### DIRECTIONS
Render every line of the records below as a numbered list, skipping any blank lines and omitting the pictures.

Excerpts from a detection dataset:
+===+
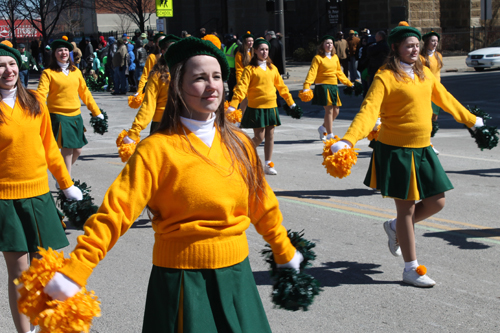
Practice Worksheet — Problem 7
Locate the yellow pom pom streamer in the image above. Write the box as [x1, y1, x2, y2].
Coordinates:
[367, 125, 380, 141]
[299, 90, 314, 102]
[416, 265, 427, 275]
[323, 135, 359, 179]
[128, 94, 145, 109]
[14, 247, 101, 333]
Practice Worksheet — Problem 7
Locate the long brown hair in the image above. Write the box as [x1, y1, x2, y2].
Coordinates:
[0, 73, 42, 124]
[155, 59, 264, 195]
[420, 37, 443, 69]
[48, 49, 77, 72]
[384, 42, 425, 82]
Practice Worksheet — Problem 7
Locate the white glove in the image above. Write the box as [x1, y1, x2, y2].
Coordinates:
[472, 117, 484, 130]
[122, 135, 135, 144]
[43, 272, 82, 301]
[276, 250, 304, 273]
[330, 140, 352, 154]
[63, 185, 83, 201]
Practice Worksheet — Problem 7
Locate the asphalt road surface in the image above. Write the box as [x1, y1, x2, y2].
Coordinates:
[0, 58, 500, 333]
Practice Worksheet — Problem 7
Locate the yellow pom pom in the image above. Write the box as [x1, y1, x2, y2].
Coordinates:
[128, 94, 145, 109]
[14, 248, 101, 333]
[323, 136, 358, 179]
[416, 265, 427, 275]
[299, 90, 314, 102]
[226, 109, 243, 124]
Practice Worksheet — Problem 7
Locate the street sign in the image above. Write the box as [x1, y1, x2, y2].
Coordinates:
[156, 0, 174, 17]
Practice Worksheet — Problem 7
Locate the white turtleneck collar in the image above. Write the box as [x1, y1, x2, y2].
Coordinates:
[57, 61, 69, 76]
[0, 87, 17, 108]
[401, 61, 415, 80]
[257, 60, 267, 70]
[181, 113, 215, 147]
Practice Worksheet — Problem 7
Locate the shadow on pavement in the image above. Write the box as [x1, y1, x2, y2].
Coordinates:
[446, 168, 500, 177]
[423, 228, 500, 250]
[253, 261, 402, 287]
[274, 188, 379, 199]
+===+
### IN RESPONSE
1. Practice Worksheet — Problem 7
2. Locate the yellow pom pom streamer in the image above. Write the box as [x1, y1, x2, y2].
3. Coordinates:
4. [367, 125, 380, 141]
5. [299, 90, 314, 102]
6. [416, 265, 427, 275]
7. [323, 135, 359, 179]
8. [128, 94, 145, 109]
9. [14, 247, 101, 333]
10. Practice Worksheet — Problem 7
11. Locate the long brown hair in the image above. Write the box as [x1, y1, x2, y2].
12. Coordinates:
13. [0, 73, 42, 124]
14. [155, 59, 264, 195]
15. [420, 37, 443, 69]
16. [48, 49, 77, 72]
17. [384, 42, 425, 82]
18. Practice Worksheet — Problem 7
19. Locate the white glove in the image above. Write the box as [x1, y1, x2, y2].
20. Coordinates:
21. [472, 117, 484, 130]
22. [122, 135, 135, 144]
23. [43, 272, 82, 301]
24. [276, 250, 304, 273]
25. [330, 140, 352, 154]
26. [63, 185, 83, 201]
27. Practice Worksheet — Problem 7
28. Locate the asphalt road surface in the image above. Write the box as [x1, y1, x2, y2].
29. Coordinates:
30. [0, 58, 500, 333]
31. Practice Worksheet — Problem 7
32. Locate the yellow pom pom in the image above. Write the box as [x1, y1, x2, y2].
33. Coordinates:
34. [128, 94, 145, 109]
35. [14, 248, 101, 333]
36. [323, 136, 358, 179]
37. [416, 265, 427, 275]
38. [299, 90, 314, 102]
39. [226, 109, 243, 124]
40. Practice Worksheet — Problem 7
41. Locate the street sign in the image above. Write the box as [x1, y1, x2, y2].
42. Coordinates:
43. [156, 0, 174, 17]
44. Practice Worksheet — Problem 7
45. Locate the white turtleneck collar in the image above. Write the box as [x1, y1, x2, y2].
46. Coordinates:
47. [57, 61, 69, 76]
48. [0, 87, 17, 108]
49. [401, 61, 415, 80]
50. [257, 60, 267, 70]
51. [181, 113, 215, 147]
52. Practice Worksheet — Problem 7
53. Locate the shadow on pavement in the image above. Write the box as [x1, y1, x2, y2].
54. Coordinates:
55. [446, 168, 500, 177]
56. [423, 228, 500, 250]
57. [253, 261, 402, 287]
58. [274, 188, 379, 199]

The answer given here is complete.